» **ASSIGNMENT**: Print the line containing "Query: green lawn" and each line after it to the end of the material below. Print nothing else.

» **SOURCE DATA**:

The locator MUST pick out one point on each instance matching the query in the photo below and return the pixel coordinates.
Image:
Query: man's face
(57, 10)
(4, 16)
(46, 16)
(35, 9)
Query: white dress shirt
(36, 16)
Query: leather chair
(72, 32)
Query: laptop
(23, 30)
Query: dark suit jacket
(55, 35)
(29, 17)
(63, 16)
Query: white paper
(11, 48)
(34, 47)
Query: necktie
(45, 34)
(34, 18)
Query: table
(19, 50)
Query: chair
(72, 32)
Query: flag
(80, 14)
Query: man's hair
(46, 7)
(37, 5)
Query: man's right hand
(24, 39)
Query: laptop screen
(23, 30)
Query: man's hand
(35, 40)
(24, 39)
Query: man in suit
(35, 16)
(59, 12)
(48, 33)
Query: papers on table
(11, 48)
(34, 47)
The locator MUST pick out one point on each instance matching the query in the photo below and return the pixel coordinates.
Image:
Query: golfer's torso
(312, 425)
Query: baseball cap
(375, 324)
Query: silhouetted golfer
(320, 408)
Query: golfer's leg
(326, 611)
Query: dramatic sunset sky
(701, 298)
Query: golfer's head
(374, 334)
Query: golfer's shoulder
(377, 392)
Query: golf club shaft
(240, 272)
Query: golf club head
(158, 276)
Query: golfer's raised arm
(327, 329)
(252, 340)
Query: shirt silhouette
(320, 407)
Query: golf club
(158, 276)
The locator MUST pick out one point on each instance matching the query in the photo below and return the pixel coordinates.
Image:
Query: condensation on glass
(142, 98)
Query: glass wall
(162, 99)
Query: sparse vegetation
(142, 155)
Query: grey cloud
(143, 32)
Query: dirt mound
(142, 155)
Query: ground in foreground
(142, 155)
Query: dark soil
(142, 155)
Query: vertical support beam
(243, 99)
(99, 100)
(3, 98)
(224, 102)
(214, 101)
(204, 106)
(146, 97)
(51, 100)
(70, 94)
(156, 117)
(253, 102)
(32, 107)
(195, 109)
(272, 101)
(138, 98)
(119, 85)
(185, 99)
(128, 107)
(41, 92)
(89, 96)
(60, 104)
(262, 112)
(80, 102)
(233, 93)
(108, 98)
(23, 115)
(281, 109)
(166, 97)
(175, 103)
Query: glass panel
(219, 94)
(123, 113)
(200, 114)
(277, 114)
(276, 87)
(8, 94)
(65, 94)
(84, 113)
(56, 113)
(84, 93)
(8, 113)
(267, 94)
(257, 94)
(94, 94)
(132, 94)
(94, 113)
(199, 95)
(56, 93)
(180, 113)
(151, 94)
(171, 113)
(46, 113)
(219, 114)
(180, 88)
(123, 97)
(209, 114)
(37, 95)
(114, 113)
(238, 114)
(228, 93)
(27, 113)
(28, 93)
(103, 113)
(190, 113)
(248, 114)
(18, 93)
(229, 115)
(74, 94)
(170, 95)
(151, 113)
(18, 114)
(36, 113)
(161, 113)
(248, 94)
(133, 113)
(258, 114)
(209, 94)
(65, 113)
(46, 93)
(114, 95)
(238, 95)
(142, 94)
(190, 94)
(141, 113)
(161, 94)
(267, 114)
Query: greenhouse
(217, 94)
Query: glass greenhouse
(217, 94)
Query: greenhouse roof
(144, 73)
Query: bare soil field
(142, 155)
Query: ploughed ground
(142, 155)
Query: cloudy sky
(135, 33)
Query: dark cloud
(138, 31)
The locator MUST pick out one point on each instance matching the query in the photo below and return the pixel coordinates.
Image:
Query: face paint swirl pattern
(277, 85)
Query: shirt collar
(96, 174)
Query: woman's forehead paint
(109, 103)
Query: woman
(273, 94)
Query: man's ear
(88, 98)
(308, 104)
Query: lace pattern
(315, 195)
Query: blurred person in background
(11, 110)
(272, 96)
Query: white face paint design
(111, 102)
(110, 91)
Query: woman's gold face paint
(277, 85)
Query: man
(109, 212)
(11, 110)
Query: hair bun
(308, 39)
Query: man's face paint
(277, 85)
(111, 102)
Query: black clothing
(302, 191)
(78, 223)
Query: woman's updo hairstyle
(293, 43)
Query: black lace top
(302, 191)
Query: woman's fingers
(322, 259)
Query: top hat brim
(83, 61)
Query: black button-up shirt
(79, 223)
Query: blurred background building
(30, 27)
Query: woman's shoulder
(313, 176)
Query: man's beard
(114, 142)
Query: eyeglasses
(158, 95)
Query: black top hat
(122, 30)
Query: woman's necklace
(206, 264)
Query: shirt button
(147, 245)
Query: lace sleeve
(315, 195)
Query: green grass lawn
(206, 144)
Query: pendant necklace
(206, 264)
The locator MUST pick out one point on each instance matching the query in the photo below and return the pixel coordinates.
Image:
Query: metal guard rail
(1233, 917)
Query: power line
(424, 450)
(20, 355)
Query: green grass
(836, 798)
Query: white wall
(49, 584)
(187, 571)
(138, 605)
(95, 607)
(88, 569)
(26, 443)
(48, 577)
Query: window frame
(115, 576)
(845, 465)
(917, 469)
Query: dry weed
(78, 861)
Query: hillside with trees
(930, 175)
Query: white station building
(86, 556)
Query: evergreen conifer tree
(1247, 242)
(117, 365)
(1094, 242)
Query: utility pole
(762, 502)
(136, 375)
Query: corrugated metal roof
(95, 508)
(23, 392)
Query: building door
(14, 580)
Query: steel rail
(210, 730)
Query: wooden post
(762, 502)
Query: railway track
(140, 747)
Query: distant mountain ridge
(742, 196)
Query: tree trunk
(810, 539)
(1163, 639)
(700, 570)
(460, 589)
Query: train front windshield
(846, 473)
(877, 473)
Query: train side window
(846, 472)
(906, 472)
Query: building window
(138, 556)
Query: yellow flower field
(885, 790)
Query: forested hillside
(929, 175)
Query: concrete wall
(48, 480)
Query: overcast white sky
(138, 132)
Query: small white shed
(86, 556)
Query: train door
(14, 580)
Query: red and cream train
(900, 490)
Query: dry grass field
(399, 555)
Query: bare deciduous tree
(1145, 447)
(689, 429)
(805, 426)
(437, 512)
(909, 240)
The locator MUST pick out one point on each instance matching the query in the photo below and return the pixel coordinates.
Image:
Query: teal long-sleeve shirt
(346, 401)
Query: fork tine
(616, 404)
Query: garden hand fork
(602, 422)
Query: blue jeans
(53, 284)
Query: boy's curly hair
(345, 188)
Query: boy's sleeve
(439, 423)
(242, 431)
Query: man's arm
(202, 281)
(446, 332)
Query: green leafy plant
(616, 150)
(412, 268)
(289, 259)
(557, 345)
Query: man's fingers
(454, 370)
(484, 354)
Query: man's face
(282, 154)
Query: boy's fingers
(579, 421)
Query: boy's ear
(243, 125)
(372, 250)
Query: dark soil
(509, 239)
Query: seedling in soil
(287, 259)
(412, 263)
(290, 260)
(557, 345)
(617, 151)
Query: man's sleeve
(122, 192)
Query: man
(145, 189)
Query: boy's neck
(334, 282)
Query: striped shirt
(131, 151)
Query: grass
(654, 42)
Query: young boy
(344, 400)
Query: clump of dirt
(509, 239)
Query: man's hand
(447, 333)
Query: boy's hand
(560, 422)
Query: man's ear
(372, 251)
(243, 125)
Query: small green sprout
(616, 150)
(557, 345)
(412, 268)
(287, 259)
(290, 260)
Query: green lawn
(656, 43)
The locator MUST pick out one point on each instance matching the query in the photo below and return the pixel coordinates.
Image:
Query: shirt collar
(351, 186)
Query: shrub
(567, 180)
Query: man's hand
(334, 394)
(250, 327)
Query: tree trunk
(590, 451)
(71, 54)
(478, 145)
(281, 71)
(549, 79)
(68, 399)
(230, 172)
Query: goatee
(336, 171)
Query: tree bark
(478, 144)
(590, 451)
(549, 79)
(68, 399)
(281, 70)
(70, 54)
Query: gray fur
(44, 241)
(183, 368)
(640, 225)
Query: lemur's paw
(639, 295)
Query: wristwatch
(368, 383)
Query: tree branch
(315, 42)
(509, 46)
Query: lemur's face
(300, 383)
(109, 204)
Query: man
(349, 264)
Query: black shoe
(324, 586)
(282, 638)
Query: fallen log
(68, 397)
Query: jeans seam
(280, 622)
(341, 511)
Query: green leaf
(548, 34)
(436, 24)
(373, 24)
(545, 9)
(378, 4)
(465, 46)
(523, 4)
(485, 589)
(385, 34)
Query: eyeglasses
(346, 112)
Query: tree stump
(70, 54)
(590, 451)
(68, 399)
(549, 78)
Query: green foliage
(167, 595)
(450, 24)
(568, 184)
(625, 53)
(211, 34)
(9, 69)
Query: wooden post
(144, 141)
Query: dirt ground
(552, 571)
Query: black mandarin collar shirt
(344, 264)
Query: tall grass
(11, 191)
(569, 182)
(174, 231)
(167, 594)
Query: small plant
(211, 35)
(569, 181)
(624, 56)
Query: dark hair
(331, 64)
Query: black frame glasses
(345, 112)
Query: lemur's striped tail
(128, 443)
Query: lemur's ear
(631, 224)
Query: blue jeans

» **ANSWER BOX**:
Query: green lawn
(656, 43)
The locator MUST pick out one point on each instance matching the query in the photo below and return the pixel coordinates.
Image:
Query: shirt collar
(351, 186)
Query: shrub
(567, 180)
Query: man's hand
(334, 394)
(250, 327)
Query: tree trunk
(590, 451)
(71, 54)
(478, 145)
(281, 71)
(549, 79)
(68, 399)
(230, 172)
Query: goatee
(336, 171)
Query: tree bark
(478, 144)
(590, 451)
(549, 79)
(68, 399)
(281, 70)
(70, 54)
Query: gray fur
(44, 241)
(183, 368)
(640, 225)
Query: lemur's paw
(639, 295)
Query: wristwatch
(368, 383)
Query: tree branch
(315, 42)
(509, 46)
Query: lemur's face
(300, 383)
(109, 204)
Query: man
(349, 264)
Query: black shoe
(324, 586)
(282, 638)
Query: fallen log
(68, 397)
Query: jeans seam
(280, 622)
(341, 511)
Query: green leaf
(548, 34)
(436, 24)
(373, 24)
(545, 9)
(378, 4)
(465, 46)
(523, 4)
(485, 589)
(385, 34)
Query: eyeglasses
(346, 112)
Query: tree stump
(70, 54)
(590, 451)
(68, 399)
(549, 78)
Query: green foliage
(167, 595)
(450, 24)
(568, 184)
(625, 53)
(211, 34)
(9, 69)
Query: wooden post
(144, 141)
Query: dirt ground
(552, 571)
Query: black mandarin collar shirt
(344, 264)
Query: tall grass
(11, 191)
(569, 182)
(174, 231)
(167, 594)
Query: small plant
(211, 35)
(569, 181)
(624, 56)
Query: dark hair
(331, 64)
Query: black frame glasses
(345, 112)
Query: lemur's striped tail
(128, 443)
Query: lemur's ear
(631, 224)
Query: blue jeans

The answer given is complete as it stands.